Uit de aangehaalde bewijsmiddelen leidt de rechtbank af dat verdachte vanuit stilstand bij de bushalte is weggereden en vlak daarvoor of net daarna naar links en naar rechts heeft gekeken. Op dat moment had hij slechts beperkt zicht op een deel van het door hem te kruisen fietspad, omdat dit nog op enige afstand was gelegen en de weg waarop verdachte reed eerst nog een bocht maakt. Daarnaast staat aan de rechterzijde van de weg waarop verdachte reed een bushokje dat het zicht belemmert. Verdachte is vervolgens op het kruispunt afgereden en is zonder op enig moment zijn snelheid te matigen in één vloeiende beweging het kruisende fietspad opgereden. Ter zitting heeft verdachte verklaard dat hij in een vloeiende beweging rechts de Tol op wilde rijden, nu hij dacht dat er niemand aan kwam. Toen hij het fietspad overstak, reed hij 17 kilometer per uur.
Verdachte heeft al doende naar het oordeel van de rechtbank niet voldoende en niet op het juiste moment gekeken of er kruisend verkeer aan kwam dat hij voorrang moest geven. Verdachte stelt op het moment van vertrek van de bushalte gekeken te hebben of er fietsers aan kwamen en zegt de fietser niet te hebben gezien. De fietser zat niet in de dode hoek, de fietser was blijkens de camerabeelden immers gedurende drie seconden zichtbaar door de rechtervoorportier van de lijnbus en reed niet parallel aan de bus maar op het haaks gelegen fietspad. In de veronderstelling dat er niets aankwam, wilde de verdachte in een vloeiende beweging het fietspad passeren en De Tol rechts op rijden. Dit betekent dat verdachte, op het moment dat hij eerst in de gelegenheid was om het fietspad te overzien, vlak voor de haaientanden, niet zijn snelheid heeft aangepast en in de verkeersspiegel heeft gekeken, maar onverminderd is doorgereden. Door gebruik te maken van de verkeersspiegel had verdachte de fietser moeten zien en door zijn snelheid fors te verlagen voor de haaientanden voor het fietspad, had hij na het zien van de fietser tijdig kunnen gaan stilstaan.

_Materiaal_
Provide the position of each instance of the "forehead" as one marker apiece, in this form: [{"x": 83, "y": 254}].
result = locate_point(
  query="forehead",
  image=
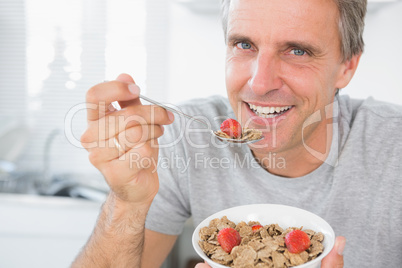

_Onderdelen opdracht_
1. Hoe hard reed de verdachte volgens de tekst over het ongeval met de lijnbus toen hij het fietspad overstak?
2. Schrijf de tekst over het ongeval met de lijnbus verder, te beginnen na de laatste zin.

_Antwoorden_
1. Hij reed 17 kilometer per uur.

2.
Juist van verdachte, een beroepschauffeur met ruime ervaring en die bekend is met de ingewikkelde verkeerssituatie ter plaatse, mag extra oplettendheid en voorzichtigheid worden verwacht. Dit is van des te groter belang wanneer een fietspad wordt gekruist, waar zich per definitie kwetsbare verkeersdeelnemers kunnen bevinden. Door in één vloeiende beweging, zonder snelheid te minderen en zonder totaaloverzicht, het fietspad te kruisen om vervolgens de rijbaan op te draaien heeft verdachte een groot risico genomen op een ongeval.
Concluderend stelt de rechtbank dat verdachte niet alleen geen voorrang heeft verleend aan de voor hem van rechts komende fietser, maar dat verdachte tevens niet bij voortduring heeft gelet op het overige verkeer in zijn omgeving. Verdachte heeft ten slotte zijn snelheid niet aangepast om op die wijze een totaaloverzicht van de wegsituatie te verkrijgen om hier vervolgens beter op te kunnen anticiperen.
Alles overwegende is de rechtbank van oordeel dat, gelet op het geheel van de gedragingen van verdachte en de omstandigheden waaronder het ongeval heeft plaatsgevonden, verdachte schuld heeft gehad aan het verkeersongeval als bedoeld in artikel 6 WVW. Zij merkt het rijgedrag van verdachte daarbij aan als aanmerkelijk onvoorzichtig en onoplettend. Daarmee is het primair tenlastegelegde wettig en overtuigend bewezen, zoals hierna onder 4.4. weergegeven.